_Фрагмент источника_:

::::::::::

В театре имени Моссовета он поставил «Правда – хорошо, а счастье лучше» Островского, как мне кажется, специально для Фаины Георгиевны Раневской. Это была ее последняя большая роль. И она очень трепетно готовилась к премьере. Я бывал на репетициях, с Серёжей мы бывали у нее в доме, где она рассказывала свои истории.

Один сюжет я вам перескажу. У нее была домработница Лида, и Раневская как-то ее попросила пойти в Елисеевский гастроном и купить продукты: сыр, масло, ветчину, рыбу… для гостей. И эта женщина, выходя из двери, сказала: «Значит, Фаина Георгиевна, я пошла в гастроном, куплю масло, ветчину, рыбу. Правильно?» – «Правильно». И выходя, Лида остановилась в дверях и буднично так говорит: «Да, и чтоб не забыть: в четверг – конец света». А Раневская посмотрела на нее и сказала: «Конец света уже миновал. Просто мы его не заметили».

На этом спектакле Юрский еще и пел. Я никогда не знал, что он поет. Он взял замечательную, трудную русскую песню, с которой ему помог Дмитрий Покровский. «Кого-то нет, кого-то жаль, куда-то сердце рвется вдаль…»

Однажды у меня была выставка в Доме художника, и Серёжа, с которым мы давно знакомы и дружим, читал там Гоголя, «Сорочинскую ярмарку». И в момент чтения погас свет. И в этой темноте он продолжал читать. Это было совершенное чтение и совершенная игра. Потому что у него не было никаких других средств: ни жестов, ни выражения лица. Один голос. И он нарисовал своим голосом поразительного объема картину.

Я очень люблю на него смотреть. Потому что, как человек неординарный, он никогда не бывает совершенно выверен, точен, как механизм. Он все время на твоих глазах рождает некое действие. Ты становишься соучастником. Он улыбается, ты улыбаешься вместе с ним, он грустит, и ты грустишь вместе с ним. Все время Юрский требует сопричастности, соучастия. Ты перестаешь быть просто зрителем, ты становишься участником спектакля, просто по другую сторону рампы.

::::::::::

_Исходные данные_:
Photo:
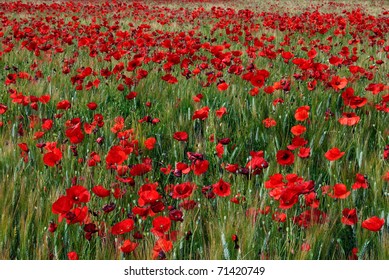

::::::::::

_Постановка задачи_: Продолжите воспоминания о Юрском, начав сразу после их последнего предложения.

_Результат выполнения_:
СЮ Я тебе рискну показать свое стихотворение, очень давнее, одно из очень немногих, связанных все-таки с театром. «К актерской музе» оно называлось. Почти юношеское.

Дождем своих последних дней

Стекал декабрь в бездну Леты.

Я ночью повстречался с ней.

Она была легко одета.

В немодном вытертом пальтишке,

Она не та, что входят в сны.

И рот, наверно, крупный слишком.

И вся фигура. Но ясны,

Прекрасны, чутки и бездонны

Ее глаза. Я их люблю.

Другим глазам, красивым, сонным,

Свою любовь не уступлю.

Мы обнялись. Уже с полгода

Ты не бывала так нежна.

«Какая скверная погода».

«Неважно. Я к тебе пришла».

«Конечно, важно только это,

Что ты пришла, что мы вдвоем.

Но что у нас еще не спето?

Давай-ка вспомним и споем…»

Качалась черная Фонтанка,

С души легко слетали путы.

И как матросы на стоянке,

Мы жгли без жалости минуты.

«Когда придешь? Опять нескоро?»

«Прощай! Будь сильным, я слежу».

«Хоть позвони!» –  «Не надо споров,

Я не звоню, я прихожу».

Еще я чувствую в ладонях

Тепло твоих девичьих плеч,

А уж один. Фонтанка стонет,

До новых встреч! До новых встреч!

Я вновь хочу с тобой обняться,

Моя любовь, моя обуза,

Моя смешная, как паяц,

И грустная, как осень, муза.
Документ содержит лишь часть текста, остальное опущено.